**ABOUT THIS TASK**
Line filter on the word "segment": copy each matching line from the entries.

Content starts

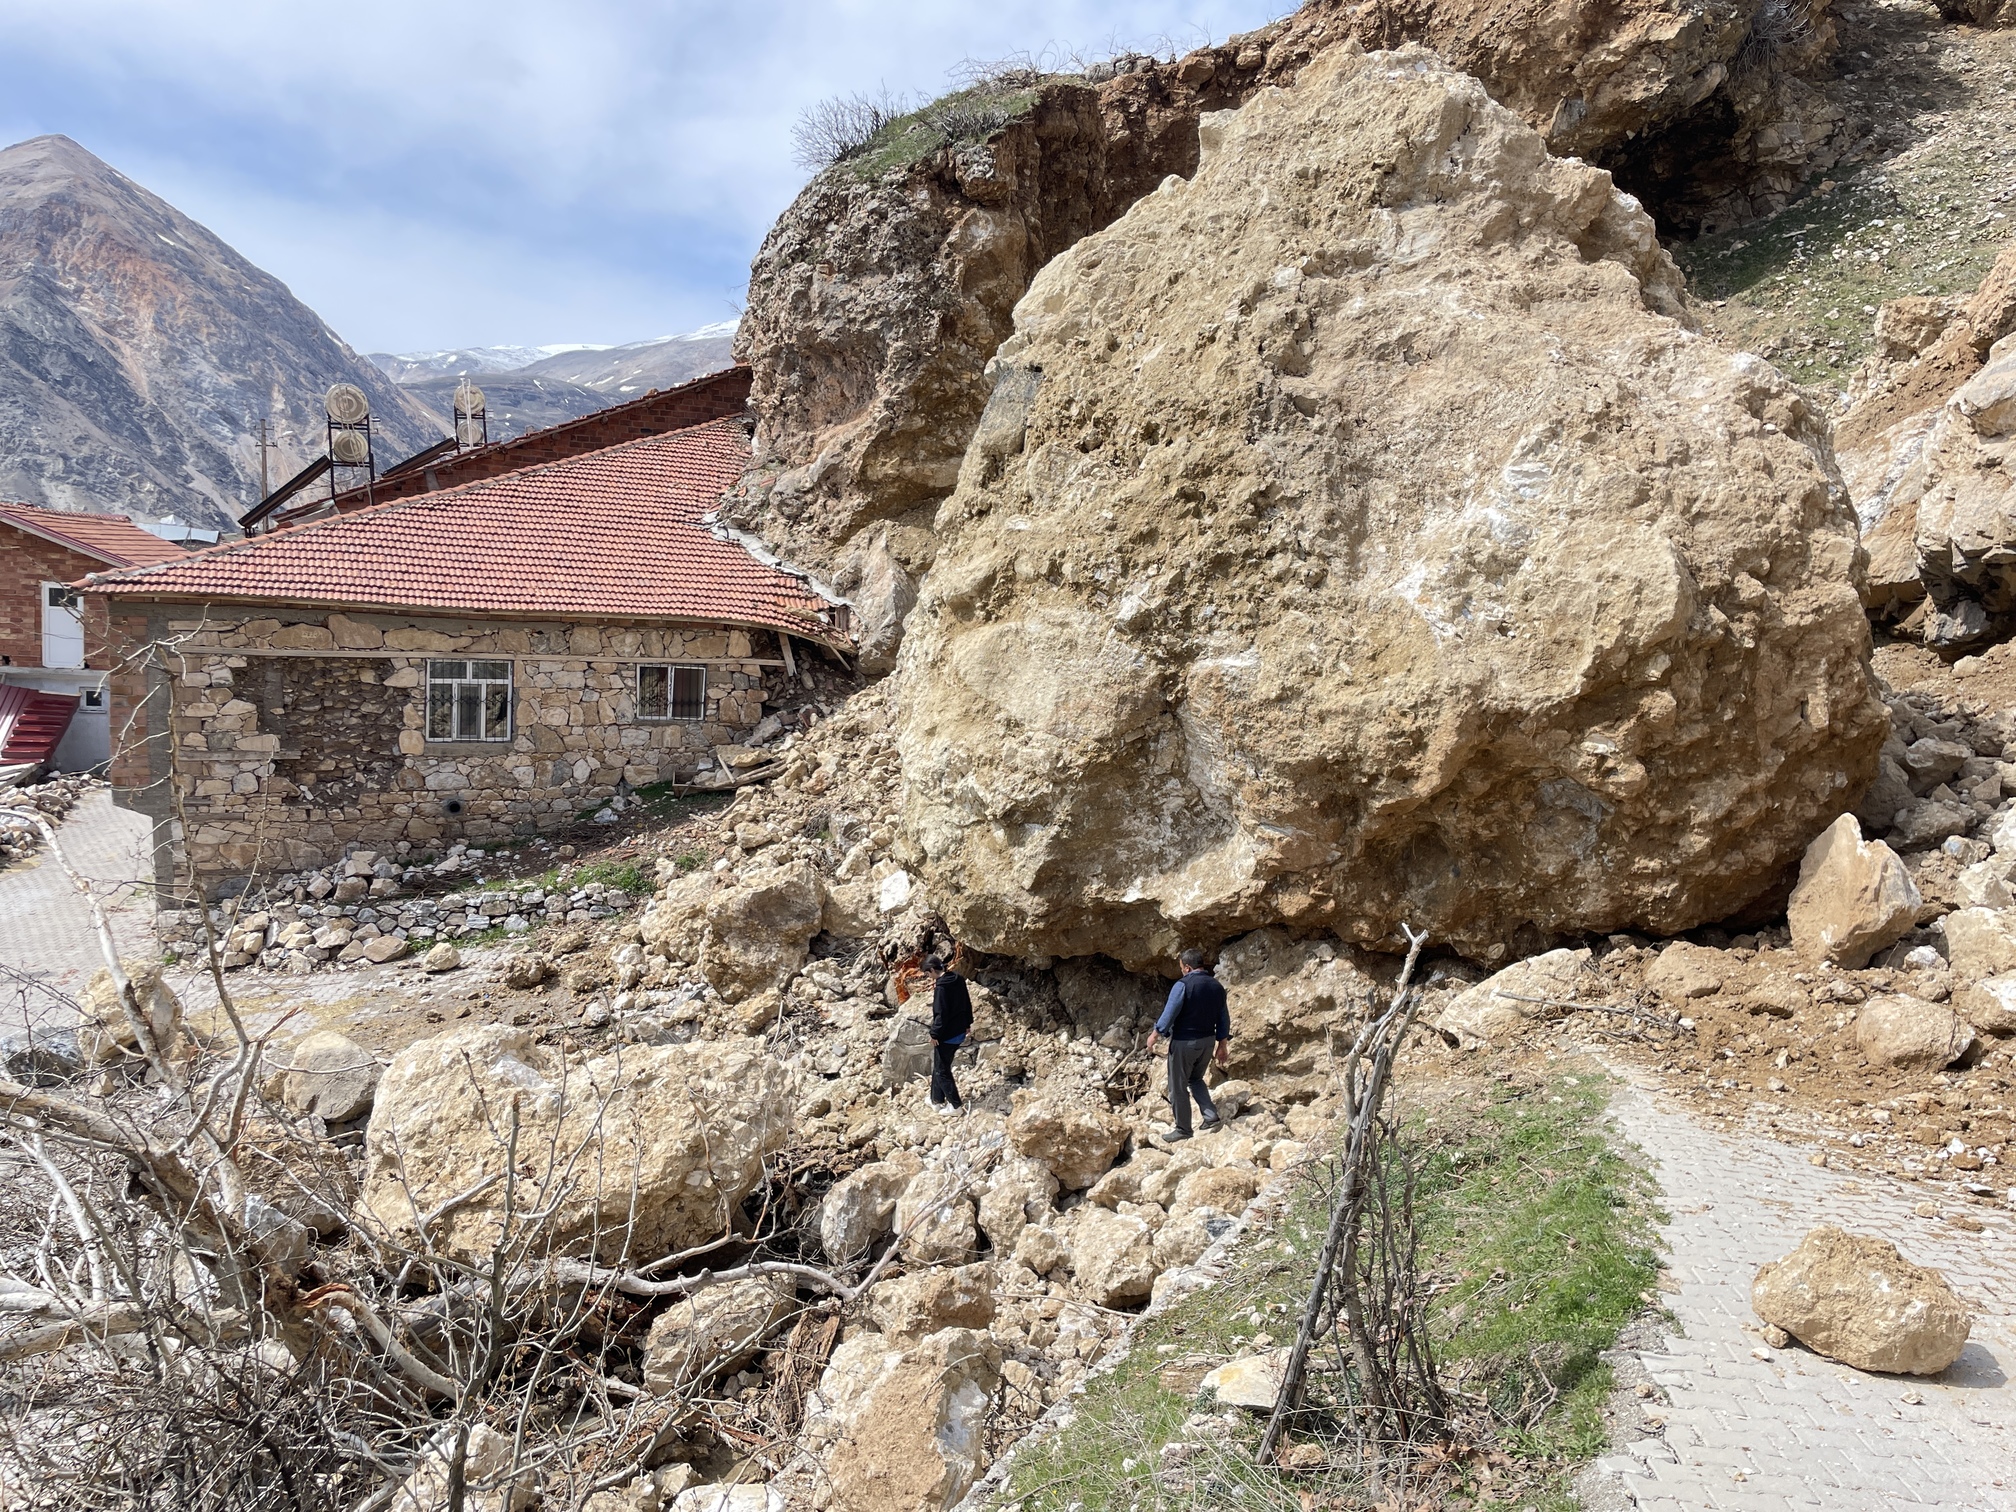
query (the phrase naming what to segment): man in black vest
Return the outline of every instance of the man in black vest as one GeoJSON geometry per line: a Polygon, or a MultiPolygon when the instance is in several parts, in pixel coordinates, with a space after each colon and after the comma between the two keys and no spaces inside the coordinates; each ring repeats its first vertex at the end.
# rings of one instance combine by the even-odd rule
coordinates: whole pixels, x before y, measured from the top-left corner
{"type": "Polygon", "coordinates": [[[1169,1041],[1169,1108],[1176,1117],[1170,1139],[1190,1137],[1190,1099],[1204,1112],[1204,1132],[1222,1127],[1218,1110],[1204,1085],[1204,1069],[1214,1047],[1222,1070],[1226,1046],[1232,1038],[1232,1014],[1225,1006],[1225,989],[1204,964],[1204,952],[1186,950],[1181,957],[1183,976],[1169,989],[1169,1001],[1162,1017],[1148,1034],[1148,1053],[1156,1051],[1156,1041],[1169,1041]]]}
{"type": "Polygon", "coordinates": [[[950,1118],[962,1112],[959,1084],[952,1080],[952,1057],[966,1043],[973,1028],[973,999],[966,992],[966,978],[945,969],[937,956],[924,961],[924,975],[931,981],[931,1106],[950,1118]]]}

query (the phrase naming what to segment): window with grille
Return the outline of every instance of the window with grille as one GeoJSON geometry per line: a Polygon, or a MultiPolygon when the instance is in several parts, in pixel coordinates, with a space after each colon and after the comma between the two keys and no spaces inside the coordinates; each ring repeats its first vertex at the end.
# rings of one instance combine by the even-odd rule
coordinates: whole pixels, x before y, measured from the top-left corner
{"type": "Polygon", "coordinates": [[[639,719],[705,719],[707,717],[707,669],[705,667],[639,667],[637,669],[637,717],[639,719]]]}
{"type": "Polygon", "coordinates": [[[435,661],[427,664],[429,740],[509,740],[511,663],[435,661]]]}

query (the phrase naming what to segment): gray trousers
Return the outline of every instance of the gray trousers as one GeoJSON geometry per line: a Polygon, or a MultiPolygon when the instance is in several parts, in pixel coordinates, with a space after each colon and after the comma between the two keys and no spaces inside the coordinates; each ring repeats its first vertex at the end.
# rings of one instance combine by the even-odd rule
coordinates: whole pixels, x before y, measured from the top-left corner
{"type": "Polygon", "coordinates": [[[1218,1048],[1213,1039],[1169,1041],[1169,1111],[1176,1119],[1176,1132],[1188,1134],[1190,1099],[1204,1110],[1206,1119],[1218,1116],[1211,1105],[1211,1093],[1204,1085],[1204,1069],[1211,1064],[1211,1052],[1218,1048]]]}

Content ends

**PROBLEM SOLUTION**
query (the phrase naming what to segment): man in black vest
query (the phrase naming what to segment): window with grille
query (the phrase naming what to segment): gray trousers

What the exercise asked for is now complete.